Complete Inconsistency & Outlier Fixing Template

def fix_inconsistencies(df, string_maps=None):
    """Fix case, whitespace, and abbreviation issues in all string columns."""
    df = df.copy()
    cat_cols = df.select_dtypes(include=['object', 'category']).columns
    for col in cat_cols:
        df[col] = df[col].str.lower().str.strip()
        if string_maps and col in string_maps:
            df[col] = df[col].replace(string_maps[col])
    return df

def detect_and_treat_outliers(df, cols, method='iqr', treatment='cap'):
    """
    Detect and treat outliers in specified numeric columns.
    method    : 'iqr' | 'zscore'
    treatment : 'cap' | 'log' | 'flag_only'
    """
    df = df.copy()
    report = {}
    for col in cols:
        series = df[col].dropna()
        if method == 'iqr':
            Q1, Q3  = series.quantile([0.25, 0.75])
            IQR     = Q3 - Q1
            lo, hi  = Q1 - 1.5 * IQR, Q3 + 1.5 * IQR
        else:  # zscore
            lo = series.mean() - 3 * series.std()
            hi = series.mean() + 3 * series.std()

        outlier_mask = (df[col] < lo) | (df[col] > hi)
        report[col]  = {'n_outliers': outlier_mask.sum(), 'lo': lo, 'hi': hi}
        df[col + '_outlier'] = outlier_mask

        if treatment == 'cap':
            df[col] = df[col].clip(lo, hi)
        elif treatment == 'log':
            df[col] = np.log1p(df[col].clip(lower=0))

* **EXERCISE DATA**
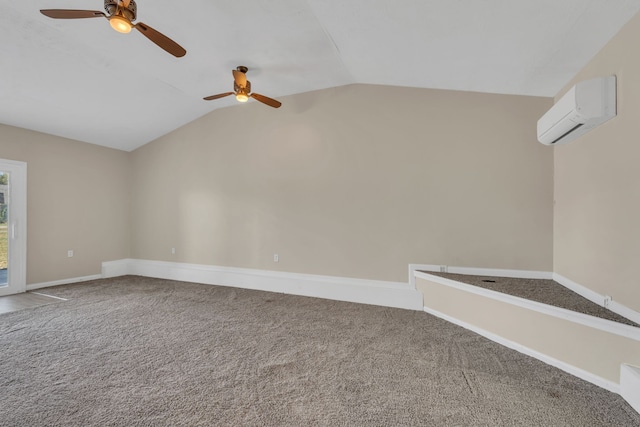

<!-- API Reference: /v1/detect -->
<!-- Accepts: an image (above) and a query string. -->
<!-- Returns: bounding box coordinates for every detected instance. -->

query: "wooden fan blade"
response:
[249,93,282,108]
[202,92,234,101]
[40,9,107,19]
[233,70,247,87]
[134,22,187,58]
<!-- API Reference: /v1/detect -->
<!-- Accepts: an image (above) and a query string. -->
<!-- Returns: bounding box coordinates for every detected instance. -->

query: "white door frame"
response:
[0,159,27,295]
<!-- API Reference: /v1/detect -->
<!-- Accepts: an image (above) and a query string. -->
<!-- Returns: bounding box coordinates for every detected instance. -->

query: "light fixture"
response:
[109,15,131,34]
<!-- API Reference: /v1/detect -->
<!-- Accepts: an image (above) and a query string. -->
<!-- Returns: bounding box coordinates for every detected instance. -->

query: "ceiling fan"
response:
[203,65,282,108]
[40,0,187,58]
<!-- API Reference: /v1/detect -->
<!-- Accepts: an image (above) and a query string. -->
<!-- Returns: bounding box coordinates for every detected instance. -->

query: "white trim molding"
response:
[409,264,554,286]
[415,272,640,341]
[424,307,620,394]
[102,259,423,311]
[553,273,640,324]
[27,274,102,291]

* **WHAT YOU WILL DO**
(1) Please rewrite the stretch of the template from "Complete Inconsistency &" through "df[col] = df[col].str.lower().str.strip()", with "cat_cols" changed to "str_cols".
(2) In the template, what reason is given for fix_inconsistencies applying .str.lower().str.strip() to each column? Answer in one to three sentences.

* **RESULTS FOR THE EXERCISE**
(1)
Complete Inconsistency & Outlier Fixing Template

def fix_inconsistencies(df, string_maps=None):
    """Fix case, whitespace, and abbreviation issues in all string columns."""
    df = df.copy()
    str_cols = df.select_dtypes(include=['object', 'category']).columns
    for col in str_cols:
        df[col] = df[col].str.lower().str.strip()

(2) The function's docstring says it fixes case, whitespace, and abbreviation issues in all string columns. Applying .str.lower().str.strip() to each string column serves the case and whitespace part of that stated purpose.